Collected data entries
Begin

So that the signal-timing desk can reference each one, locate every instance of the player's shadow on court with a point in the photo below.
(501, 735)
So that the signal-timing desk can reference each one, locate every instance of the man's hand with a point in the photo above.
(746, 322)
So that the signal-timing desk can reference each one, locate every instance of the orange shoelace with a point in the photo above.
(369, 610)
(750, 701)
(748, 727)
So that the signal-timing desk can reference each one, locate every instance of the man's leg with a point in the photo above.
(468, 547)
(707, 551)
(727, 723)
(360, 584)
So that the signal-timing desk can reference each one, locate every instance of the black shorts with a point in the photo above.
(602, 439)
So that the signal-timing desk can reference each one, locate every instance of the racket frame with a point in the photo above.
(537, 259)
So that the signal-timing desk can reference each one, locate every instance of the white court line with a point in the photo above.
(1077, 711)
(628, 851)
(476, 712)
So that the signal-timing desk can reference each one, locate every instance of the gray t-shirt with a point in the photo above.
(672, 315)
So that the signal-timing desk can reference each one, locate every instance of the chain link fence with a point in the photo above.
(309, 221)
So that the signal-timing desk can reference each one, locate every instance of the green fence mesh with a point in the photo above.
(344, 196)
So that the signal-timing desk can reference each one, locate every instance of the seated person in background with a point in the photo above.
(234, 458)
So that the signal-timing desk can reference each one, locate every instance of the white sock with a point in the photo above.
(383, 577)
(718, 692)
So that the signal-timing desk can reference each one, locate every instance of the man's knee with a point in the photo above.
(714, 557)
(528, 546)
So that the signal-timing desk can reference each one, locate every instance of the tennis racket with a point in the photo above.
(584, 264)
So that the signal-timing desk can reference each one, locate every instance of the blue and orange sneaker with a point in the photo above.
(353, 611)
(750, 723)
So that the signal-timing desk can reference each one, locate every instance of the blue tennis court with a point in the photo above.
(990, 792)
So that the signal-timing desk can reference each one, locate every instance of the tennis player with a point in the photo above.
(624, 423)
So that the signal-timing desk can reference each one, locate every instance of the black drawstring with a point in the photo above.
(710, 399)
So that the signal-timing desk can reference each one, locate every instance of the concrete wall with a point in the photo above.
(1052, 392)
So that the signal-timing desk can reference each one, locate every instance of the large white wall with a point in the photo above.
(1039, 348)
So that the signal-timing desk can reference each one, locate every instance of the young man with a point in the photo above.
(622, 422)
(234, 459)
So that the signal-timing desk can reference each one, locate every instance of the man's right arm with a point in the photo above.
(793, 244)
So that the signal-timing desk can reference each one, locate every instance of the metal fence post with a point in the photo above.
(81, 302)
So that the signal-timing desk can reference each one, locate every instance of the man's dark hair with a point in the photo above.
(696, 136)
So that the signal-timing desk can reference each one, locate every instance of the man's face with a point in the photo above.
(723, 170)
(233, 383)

End

Problem to work on = Rewrite all of the records above, swapping "signal-timing desk" for "scoring desk" wherever it occurs and keeping every other character unchanged.

Solution =
So that the scoring desk can reference each one, locate every instance of the player's shadow on court with a point in the photo below.
(501, 735)
So that the scoring desk can reference each one, locate every instance of the man's hand with a point in the photo above.
(746, 322)
So that the scoring desk can reference each one, locate every instance of the orange shoelace with a point in the photo above.
(369, 610)
(750, 701)
(748, 727)
So that the scoring desk can reference each one, locate every instance of the man's leg with a point in the photo above.
(468, 547)
(707, 551)
(727, 723)
(360, 584)
So that the scoring desk can reference each one, locate every instance of the black shorts with a point in the photo above.
(602, 439)
So that the scoring desk can reference each one, locate every instance of the racket frame with a point in the photo above.
(537, 259)
So that the scoring desk can reference each one, locate every instance of the white court line with a point in the photo above.
(1077, 711)
(628, 851)
(476, 712)
So that the scoring desk can reference each one, locate every instance of the gray t-shirt with a point in the photo above.
(672, 315)
So that the scoring desk can reference each one, locate every instance of the chain link fence with a point in the photo above.
(309, 221)
So that the scoring desk can reference each one, locate every instance of the green fence mesh with a point in the photo above.
(344, 196)
So that the scoring desk can reference each one, locate every instance of the seated person in background with a point in the photo above.
(234, 458)
So that the scoring desk can reference each one, locate every instance of the white sock with a point in the photo above.
(383, 577)
(718, 692)
So that the scoring desk can reference each one, locate every instance of the man's knee with a point in the photo above.
(714, 557)
(528, 546)
So that the scoring desk can reference each one, locate every instance of the tennis racket with a point in the photo above.
(584, 264)
So that the scoring desk can reference each one, locate every instance of the blue and orange sneaker with a point in the photo above.
(353, 611)
(750, 723)
So that the scoring desk can reference each one, locate every instance of the blue tennis court with a point in the photo above.
(990, 792)
So that the scoring desk can reference each one, locate every instance of the tennis player with a point in the photo above.
(624, 423)
So that the scoring desk can reference each one, locate every instance of the black drawstring with a point in the photo above.
(710, 399)
So that the scoring desk can reference each one, locate every instance of the concrete wall with a point in the photo above.
(1052, 392)
So that the scoring desk can reference each one, locate every instance of the large white wall with a point in the photo above.
(1039, 348)
So that the scoring desk can reference each one, locate every instance of the young man with a point in the photo above.
(622, 422)
(234, 459)
So that the scoring desk can reference each one, locate every instance of the man's right arm with a point in the photo above.
(793, 244)
So that the scoring desk can reference each one, locate every instance of the metal fence post with a point in the photo above.
(81, 302)
So that the scoring desk can reference each one, locate every instance of the man's dark hair with a point in the photo above.
(696, 136)
So that the scoring desk can reference each one, locate every instance of the man's face with a point in the photo above.
(723, 170)
(233, 383)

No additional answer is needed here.